▶ Aim of the task
Reproduce the records below exactly as they appear.

▶ Material

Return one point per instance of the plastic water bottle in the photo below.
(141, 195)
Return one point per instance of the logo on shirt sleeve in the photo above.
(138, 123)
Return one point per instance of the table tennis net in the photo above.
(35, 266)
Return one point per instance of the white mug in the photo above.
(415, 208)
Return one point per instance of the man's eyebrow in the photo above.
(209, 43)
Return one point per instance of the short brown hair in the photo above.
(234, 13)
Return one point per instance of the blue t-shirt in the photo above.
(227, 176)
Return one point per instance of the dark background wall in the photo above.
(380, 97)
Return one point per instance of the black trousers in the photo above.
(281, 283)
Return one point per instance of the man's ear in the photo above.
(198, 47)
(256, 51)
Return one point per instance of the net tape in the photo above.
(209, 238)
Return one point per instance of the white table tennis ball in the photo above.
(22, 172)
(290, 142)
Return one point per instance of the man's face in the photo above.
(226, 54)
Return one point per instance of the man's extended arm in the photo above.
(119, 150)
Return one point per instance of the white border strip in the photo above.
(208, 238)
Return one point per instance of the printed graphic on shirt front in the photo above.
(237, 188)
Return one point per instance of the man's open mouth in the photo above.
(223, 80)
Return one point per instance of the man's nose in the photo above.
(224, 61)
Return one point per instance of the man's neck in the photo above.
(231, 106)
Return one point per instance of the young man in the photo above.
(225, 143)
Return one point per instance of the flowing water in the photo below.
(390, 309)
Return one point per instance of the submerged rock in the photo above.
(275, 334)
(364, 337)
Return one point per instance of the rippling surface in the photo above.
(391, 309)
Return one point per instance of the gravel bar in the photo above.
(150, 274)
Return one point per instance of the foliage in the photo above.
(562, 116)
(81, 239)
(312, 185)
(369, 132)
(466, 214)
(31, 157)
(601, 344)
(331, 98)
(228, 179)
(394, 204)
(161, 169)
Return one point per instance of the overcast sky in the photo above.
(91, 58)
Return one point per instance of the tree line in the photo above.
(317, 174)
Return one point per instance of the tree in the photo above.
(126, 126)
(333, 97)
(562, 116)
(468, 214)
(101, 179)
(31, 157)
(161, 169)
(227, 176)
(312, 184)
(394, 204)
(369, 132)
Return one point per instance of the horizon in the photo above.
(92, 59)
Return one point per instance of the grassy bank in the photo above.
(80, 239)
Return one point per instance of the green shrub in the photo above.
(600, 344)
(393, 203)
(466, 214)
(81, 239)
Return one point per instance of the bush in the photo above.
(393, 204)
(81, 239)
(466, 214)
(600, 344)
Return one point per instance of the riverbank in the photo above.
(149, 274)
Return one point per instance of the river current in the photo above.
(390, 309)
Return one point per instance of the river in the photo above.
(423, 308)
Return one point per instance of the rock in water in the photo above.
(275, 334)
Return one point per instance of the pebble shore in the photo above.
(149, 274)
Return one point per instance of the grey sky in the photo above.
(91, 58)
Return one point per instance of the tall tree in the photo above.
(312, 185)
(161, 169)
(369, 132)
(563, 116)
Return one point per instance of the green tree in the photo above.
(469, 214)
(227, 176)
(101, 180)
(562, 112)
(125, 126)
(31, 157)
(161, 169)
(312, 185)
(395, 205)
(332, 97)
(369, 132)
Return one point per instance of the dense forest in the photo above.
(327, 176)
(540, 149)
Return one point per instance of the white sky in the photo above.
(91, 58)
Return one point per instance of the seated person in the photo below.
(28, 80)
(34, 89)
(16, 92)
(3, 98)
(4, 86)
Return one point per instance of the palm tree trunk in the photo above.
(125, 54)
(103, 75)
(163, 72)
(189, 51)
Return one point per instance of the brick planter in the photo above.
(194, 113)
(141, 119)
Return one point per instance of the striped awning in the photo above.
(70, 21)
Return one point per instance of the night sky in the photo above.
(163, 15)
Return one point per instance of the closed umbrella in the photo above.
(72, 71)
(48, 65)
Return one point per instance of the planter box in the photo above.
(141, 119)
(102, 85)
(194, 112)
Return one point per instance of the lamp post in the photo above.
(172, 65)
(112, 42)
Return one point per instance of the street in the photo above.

▶ Response for this exercise
Return one point per instance of the plastic water bottle in the photo below.
(141, 195)
Return one point per instance of the logo on shirt sleeve in the photo above.
(138, 123)
Return one point per instance of the table tennis net in the photo above.
(35, 266)
Return one point per instance of the white mug in the photo above.
(415, 208)
Return one point per instance of the man's eyebrow in the photo above.
(209, 43)
Return one point per instance of the short brown hair in the photo above.
(234, 13)
Return one point per instance of the blue t-shirt in the photo above.
(227, 176)
Return one point per instance of the dark background wall in the photo above.
(380, 97)
Return one point per instance of the black trousers in the photo above.
(281, 283)
Return one point per instance of the man's ear in the photo above.
(198, 47)
(256, 51)
Return one point per instance of the net tape in the photo above.
(209, 238)
Return one point per instance of the white table tennis ball in the photo above.
(22, 172)
(290, 142)
Return one point per instance of the man's face in the photo above.
(226, 54)
Return one point per instance of the man's extended arm in the photo above.
(119, 150)
Return one point per instance of the white border strip in the photo above.
(208, 238)
Return one point per instance of the printed graphic on shirt front in the photo above.
(237, 188)
Return one point per instance of the man's open mouth in the photo above.
(223, 80)
Return one point per instance of the man's nose in the photo above.
(224, 61)
Return one point per instance of the man's neck in the photo above.
(231, 106)
Return one point per instance of the young man in the photo above.
(225, 143)
Return one point per instance of the flowing water in the photo below.
(390, 309)
Return one point per instance of the submerged rock in the photo above.
(275, 334)
(364, 337)
Return one point per instance of the rippling surface in the photo above.
(391, 309)
Return one point per instance of the gravel bar in the photo above.
(150, 274)
Return one point per instance of the foliage in the photo above.
(562, 116)
(81, 239)
(312, 185)
(369, 132)
(466, 214)
(31, 157)
(601, 344)
(331, 98)
(228, 179)
(394, 204)
(161, 169)
Return one point per instance of the overcast sky in the photo above.
(91, 58)
Return one point per instance of the tree line in the photo above.
(317, 174)
Return one point per instance of the tree in the photo above.
(126, 126)
(333, 97)
(562, 116)
(468, 214)
(101, 179)
(31, 157)
(161, 169)
(227, 176)
(312, 184)
(394, 204)
(369, 132)
Return one point per instance of the horizon in the photo above.
(92, 59)
Return one point per instance of the grassy bank in the photo above.
(80, 239)
Return one point per instance of the green shrub in the photo above.
(600, 344)
(393, 203)
(466, 214)
(81, 239)
Return one point per instance of the bush in the photo above.
(393, 204)
(81, 239)
(466, 214)
(600, 344)
Return one point per instance of the riverbank in the photo above.
(149, 274)
Return one point per instance of the river current in the photo above.
(390, 309)
Return one point per instance of the river in the photo above.
(423, 308)
Return one point per instance of the rock in water in the photo above.
(275, 334)
Return one point per instance of the pebble shore in the photo above.
(149, 274)
Return one point per instance of the grey sky in the photo above.
(91, 58)
Return one point per instance of the tall tree in the photo above.
(312, 185)
(161, 169)
(369, 132)
(563, 116)
Return one point per instance of the green tree in the photo above.
(469, 214)
(227, 176)
(101, 180)
(562, 112)
(125, 126)
(31, 157)
(161, 169)
(312, 185)
(395, 205)
(332, 97)
(369, 132)
Return one point per instance of the dense forest in the photo above.
(327, 176)
(540, 149)
Return one point per instance of the white sky in the photo above.
(91, 58)
Return one point per instance of the seated person in the photo below.
(28, 80)
(34, 89)
(16, 92)
(3, 98)
(4, 86)
Return one point per instance of the palm tree trunk in the photo above.
(125, 54)
(103, 75)
(163, 72)
(189, 51)
Return one point per instance of the brick planter in the photo above.
(194, 113)
(141, 119)
Return one point per instance of the striped awning in the photo above.
(70, 21)
Return one point per instance of the night sky in the photo above.
(163, 15)
Return one point per instance of the closed umbrella in the photo above.
(72, 71)
(48, 65)
Return one point per instance of the planter box in the photo above.
(141, 119)
(102, 85)
(194, 112)
Return one point per instance of the lamp post in the photo above.
(172, 65)
(112, 42)
Return one point per instance of the street in the photo above.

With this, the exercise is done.